» QUOTED PASSAGE:
# Predicting Student Alcohol Consumption

## Basic Info
Title: Predicting Student Alcohol Consumption

Group Members:

Elizabeth Armstrong  
elizabeth.armstrong@chemeng.utah.edu  
u0726588  

Nipun Gunawardena  
1.nipun@gmail.com  
u0624269  

Karen DeMille   
karen.demille@utah.edu   
u0787257    

## Background and Motivation
As recommended in class, our first goal was to find a dataset that was easily accessible but interesting. In the UCI Machine Learning Repository, we found a dataset describing high school student alcohol consumption. This is a potentially interesting dataset for several reasons. Underage drinking is a health problem, and understanding it better can lead to better treatment. As an alternate conclusion, rehabilitation efforts can be better focused if drinking isn't a large problem. Additionally, it would be interesting to see how alcohol consumption correlates with socioeconomic and educational factors. Finally, it would be very informative if we could find another dataset to compare with. If student alcohol consumption correlates well with general population alcohol consumption, future health problems can be prevented.

All the members of our group are engineers. While this topic doesn't really relate to any of our research topics, this project gives us the opportunity to work with human-oriented data, something that is sometimes lacking in our field. Ultimately, determining what factors lead to alcohol consumption can help policymakers come to better decisions.

## Project Objectives
This project will have two main objectives: General data exploration and alcoholism tendency prediction. General data exploration will let us find factors that are important to alcohol consumption in students, and any other interesting information. Developing a tool to predict alcohol consumption will be a proof of concept that could be used by future institutions. These objectives can be completed with the current tools and data we have access to. However, if we can find or gather more alcohol consumption data, we would like to also see how the existing dataset matches the new one. This extra data can also be used to test our predictive tool. Since our dataset is already quite clean, we are planning on spending most of our time on analysis, though this might change if we find a new dataset to work with.

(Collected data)
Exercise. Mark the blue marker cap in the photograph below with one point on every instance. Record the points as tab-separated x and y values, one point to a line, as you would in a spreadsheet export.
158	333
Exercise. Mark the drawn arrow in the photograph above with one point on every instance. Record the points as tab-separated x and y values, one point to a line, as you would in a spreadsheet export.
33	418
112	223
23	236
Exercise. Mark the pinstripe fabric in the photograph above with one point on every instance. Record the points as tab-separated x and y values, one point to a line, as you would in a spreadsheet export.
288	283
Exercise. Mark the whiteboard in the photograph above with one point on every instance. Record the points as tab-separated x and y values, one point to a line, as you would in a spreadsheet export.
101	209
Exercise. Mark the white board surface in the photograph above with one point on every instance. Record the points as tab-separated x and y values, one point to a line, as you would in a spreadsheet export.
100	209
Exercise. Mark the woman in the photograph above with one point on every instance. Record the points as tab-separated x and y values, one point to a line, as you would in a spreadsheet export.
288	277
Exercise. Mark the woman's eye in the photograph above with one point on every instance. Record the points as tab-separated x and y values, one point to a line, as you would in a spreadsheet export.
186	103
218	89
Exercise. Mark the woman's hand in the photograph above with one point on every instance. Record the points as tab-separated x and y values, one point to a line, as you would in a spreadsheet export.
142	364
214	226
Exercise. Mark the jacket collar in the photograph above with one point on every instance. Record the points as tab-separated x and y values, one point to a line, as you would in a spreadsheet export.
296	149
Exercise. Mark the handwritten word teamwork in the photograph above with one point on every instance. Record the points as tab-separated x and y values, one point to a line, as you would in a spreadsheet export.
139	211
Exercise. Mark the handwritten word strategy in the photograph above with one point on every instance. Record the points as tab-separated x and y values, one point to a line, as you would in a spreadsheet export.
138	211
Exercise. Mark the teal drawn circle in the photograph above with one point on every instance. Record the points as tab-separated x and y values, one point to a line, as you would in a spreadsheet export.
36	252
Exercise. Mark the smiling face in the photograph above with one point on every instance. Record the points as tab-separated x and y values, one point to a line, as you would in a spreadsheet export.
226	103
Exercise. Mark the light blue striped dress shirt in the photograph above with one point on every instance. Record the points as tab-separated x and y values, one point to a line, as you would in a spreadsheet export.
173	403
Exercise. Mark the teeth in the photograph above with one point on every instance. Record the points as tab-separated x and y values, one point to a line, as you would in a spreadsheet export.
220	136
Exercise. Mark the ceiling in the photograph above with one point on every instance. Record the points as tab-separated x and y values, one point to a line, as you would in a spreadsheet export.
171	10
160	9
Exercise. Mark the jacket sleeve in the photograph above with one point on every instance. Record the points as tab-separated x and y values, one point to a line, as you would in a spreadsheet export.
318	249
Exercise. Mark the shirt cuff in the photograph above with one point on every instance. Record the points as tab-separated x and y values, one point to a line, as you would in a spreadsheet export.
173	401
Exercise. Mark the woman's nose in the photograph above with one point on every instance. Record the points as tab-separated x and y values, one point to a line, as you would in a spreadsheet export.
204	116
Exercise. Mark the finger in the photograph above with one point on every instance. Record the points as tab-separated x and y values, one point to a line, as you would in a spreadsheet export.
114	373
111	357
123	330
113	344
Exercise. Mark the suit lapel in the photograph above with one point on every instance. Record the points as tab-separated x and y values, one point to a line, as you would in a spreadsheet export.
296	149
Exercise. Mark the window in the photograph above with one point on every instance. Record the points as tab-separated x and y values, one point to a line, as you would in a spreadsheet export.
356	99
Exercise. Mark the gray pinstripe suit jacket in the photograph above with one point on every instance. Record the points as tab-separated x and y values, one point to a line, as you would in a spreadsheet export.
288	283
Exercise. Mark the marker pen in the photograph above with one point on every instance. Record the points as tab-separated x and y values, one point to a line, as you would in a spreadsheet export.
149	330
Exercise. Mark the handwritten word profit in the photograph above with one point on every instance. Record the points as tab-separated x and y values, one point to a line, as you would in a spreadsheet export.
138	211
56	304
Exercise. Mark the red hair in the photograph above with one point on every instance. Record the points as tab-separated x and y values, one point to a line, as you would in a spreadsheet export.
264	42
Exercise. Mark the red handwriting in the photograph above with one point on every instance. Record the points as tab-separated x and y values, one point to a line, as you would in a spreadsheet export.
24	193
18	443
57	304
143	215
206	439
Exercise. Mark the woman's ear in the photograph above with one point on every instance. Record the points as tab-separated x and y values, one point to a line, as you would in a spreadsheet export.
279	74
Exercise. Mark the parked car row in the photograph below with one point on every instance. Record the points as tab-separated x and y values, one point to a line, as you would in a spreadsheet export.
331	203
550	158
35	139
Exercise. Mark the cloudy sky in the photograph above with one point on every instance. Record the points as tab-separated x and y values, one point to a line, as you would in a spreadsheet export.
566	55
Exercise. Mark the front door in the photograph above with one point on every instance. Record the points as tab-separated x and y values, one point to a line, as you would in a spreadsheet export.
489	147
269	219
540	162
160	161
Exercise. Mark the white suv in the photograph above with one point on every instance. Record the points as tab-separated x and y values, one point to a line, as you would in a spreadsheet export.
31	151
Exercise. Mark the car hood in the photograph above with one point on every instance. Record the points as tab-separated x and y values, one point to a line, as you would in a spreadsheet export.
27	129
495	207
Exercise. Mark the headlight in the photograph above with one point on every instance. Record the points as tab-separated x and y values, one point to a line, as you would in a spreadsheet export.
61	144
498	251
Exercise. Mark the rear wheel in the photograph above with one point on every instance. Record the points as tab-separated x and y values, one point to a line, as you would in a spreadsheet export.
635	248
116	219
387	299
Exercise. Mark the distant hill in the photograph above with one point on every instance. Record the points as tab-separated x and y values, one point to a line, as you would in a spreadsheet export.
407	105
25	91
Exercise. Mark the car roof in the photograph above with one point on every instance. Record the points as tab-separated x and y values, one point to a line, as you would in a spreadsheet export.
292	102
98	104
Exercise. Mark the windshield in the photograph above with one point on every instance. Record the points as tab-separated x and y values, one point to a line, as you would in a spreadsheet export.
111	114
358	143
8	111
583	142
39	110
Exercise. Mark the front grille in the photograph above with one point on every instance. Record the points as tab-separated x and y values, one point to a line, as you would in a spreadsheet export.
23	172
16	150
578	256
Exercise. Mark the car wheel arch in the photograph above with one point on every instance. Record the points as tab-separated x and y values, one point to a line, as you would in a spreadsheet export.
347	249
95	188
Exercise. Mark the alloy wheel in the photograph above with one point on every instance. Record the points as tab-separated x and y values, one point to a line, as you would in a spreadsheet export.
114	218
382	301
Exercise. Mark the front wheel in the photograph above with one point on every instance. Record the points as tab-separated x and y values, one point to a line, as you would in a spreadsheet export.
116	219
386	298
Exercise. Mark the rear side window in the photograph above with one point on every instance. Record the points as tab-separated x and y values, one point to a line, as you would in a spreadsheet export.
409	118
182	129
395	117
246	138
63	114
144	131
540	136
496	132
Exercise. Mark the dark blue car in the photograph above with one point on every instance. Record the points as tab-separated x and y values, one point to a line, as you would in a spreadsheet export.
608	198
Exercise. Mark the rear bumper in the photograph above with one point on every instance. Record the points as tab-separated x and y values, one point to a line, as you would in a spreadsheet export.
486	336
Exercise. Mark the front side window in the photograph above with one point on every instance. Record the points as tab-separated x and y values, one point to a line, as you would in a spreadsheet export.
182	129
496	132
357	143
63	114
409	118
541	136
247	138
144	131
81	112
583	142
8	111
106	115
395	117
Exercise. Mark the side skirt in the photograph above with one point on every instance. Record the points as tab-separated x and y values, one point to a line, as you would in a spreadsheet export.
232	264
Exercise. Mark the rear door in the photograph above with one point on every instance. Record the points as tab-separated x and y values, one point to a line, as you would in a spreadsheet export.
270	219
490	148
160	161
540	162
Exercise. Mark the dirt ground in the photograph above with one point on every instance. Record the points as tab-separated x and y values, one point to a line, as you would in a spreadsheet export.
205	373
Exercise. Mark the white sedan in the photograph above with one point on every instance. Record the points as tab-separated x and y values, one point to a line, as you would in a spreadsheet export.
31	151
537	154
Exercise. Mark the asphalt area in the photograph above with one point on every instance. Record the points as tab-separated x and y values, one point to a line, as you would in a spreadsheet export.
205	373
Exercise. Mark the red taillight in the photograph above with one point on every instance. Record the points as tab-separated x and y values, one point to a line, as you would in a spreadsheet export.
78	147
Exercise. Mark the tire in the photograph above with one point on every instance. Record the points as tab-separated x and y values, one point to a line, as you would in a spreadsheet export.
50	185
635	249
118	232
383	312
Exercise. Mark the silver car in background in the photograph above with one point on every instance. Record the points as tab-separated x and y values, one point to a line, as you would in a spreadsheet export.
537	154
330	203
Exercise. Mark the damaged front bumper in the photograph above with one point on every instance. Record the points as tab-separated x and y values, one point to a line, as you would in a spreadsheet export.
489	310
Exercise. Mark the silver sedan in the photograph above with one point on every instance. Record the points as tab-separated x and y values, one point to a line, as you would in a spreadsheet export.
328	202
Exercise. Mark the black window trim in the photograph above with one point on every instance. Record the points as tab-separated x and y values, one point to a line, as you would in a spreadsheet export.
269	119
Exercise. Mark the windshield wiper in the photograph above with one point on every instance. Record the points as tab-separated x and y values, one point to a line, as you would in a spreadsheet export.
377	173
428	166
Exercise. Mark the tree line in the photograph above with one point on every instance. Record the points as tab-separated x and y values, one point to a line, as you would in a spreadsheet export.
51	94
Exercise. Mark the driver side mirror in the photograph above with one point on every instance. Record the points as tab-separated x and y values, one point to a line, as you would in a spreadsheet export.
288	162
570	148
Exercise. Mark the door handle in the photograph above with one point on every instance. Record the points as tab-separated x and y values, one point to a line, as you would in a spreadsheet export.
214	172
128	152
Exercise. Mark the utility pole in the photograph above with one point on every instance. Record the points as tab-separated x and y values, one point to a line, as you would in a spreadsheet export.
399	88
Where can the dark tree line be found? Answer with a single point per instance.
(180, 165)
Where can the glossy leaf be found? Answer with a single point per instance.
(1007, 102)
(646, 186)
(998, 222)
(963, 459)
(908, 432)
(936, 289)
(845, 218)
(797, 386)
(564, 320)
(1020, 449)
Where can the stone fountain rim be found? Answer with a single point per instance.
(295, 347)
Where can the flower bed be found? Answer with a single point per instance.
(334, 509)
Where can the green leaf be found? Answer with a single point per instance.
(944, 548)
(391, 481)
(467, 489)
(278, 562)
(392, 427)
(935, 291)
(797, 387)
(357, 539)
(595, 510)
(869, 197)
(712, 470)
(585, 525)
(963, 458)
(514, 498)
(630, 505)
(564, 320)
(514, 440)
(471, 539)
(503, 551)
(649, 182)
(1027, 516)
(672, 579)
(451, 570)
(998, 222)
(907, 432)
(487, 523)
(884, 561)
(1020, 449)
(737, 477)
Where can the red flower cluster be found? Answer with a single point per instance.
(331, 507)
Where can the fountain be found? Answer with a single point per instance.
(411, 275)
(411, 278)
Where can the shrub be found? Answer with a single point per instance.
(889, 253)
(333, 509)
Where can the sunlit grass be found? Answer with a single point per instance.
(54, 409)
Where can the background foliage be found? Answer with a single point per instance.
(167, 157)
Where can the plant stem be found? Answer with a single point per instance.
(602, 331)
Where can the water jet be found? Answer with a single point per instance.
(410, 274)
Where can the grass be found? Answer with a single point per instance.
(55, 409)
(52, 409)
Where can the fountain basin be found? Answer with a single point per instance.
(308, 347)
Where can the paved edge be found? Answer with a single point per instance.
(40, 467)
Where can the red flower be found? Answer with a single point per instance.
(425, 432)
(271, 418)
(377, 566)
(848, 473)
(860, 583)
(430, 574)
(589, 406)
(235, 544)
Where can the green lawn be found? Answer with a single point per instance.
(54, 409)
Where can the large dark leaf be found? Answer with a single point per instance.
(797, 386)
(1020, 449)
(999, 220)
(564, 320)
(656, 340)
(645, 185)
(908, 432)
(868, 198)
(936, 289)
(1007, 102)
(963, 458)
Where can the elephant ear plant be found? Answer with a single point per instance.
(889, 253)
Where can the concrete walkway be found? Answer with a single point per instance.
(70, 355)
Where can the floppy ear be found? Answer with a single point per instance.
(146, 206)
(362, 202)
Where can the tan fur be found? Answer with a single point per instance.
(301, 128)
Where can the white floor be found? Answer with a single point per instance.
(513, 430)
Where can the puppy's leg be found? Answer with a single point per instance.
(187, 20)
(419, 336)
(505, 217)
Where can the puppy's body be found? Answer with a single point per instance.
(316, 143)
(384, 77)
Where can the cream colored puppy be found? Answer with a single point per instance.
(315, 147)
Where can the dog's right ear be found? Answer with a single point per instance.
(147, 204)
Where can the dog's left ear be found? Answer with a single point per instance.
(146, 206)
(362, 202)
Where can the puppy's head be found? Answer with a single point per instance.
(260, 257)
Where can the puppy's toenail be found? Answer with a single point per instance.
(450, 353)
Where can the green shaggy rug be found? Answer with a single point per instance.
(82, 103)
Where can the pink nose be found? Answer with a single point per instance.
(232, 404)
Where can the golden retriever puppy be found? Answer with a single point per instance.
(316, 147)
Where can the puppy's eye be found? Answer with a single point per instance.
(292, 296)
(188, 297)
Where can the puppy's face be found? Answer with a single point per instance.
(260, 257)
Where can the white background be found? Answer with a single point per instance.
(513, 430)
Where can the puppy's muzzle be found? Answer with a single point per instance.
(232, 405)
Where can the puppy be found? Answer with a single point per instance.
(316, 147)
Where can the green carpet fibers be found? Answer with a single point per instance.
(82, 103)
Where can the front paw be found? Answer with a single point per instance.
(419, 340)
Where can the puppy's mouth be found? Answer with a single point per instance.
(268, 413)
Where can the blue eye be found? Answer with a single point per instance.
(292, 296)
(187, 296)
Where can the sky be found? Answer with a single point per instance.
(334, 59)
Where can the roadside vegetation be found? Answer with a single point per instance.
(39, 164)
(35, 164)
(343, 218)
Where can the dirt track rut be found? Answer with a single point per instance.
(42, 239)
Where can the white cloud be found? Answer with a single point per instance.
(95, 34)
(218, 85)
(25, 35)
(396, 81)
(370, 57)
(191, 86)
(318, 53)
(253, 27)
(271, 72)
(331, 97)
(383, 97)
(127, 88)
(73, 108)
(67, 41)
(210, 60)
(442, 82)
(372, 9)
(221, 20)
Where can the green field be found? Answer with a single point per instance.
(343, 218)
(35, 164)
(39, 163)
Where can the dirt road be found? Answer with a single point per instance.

» GIVEN REQUEST:
Please answer these questions about the project description:
(a) In which repository did the group find its dataset?
(b) What profession do all the group members share?
(c) What are the project's two main objectives?
Rely only on the project description, not on the lines.

» REPLY TO THE EXERCISE:
(a) The UCI Machine Learning Repository.
(b) They are all engineers.
(c) General data exploration and alcoholism tendency prediction.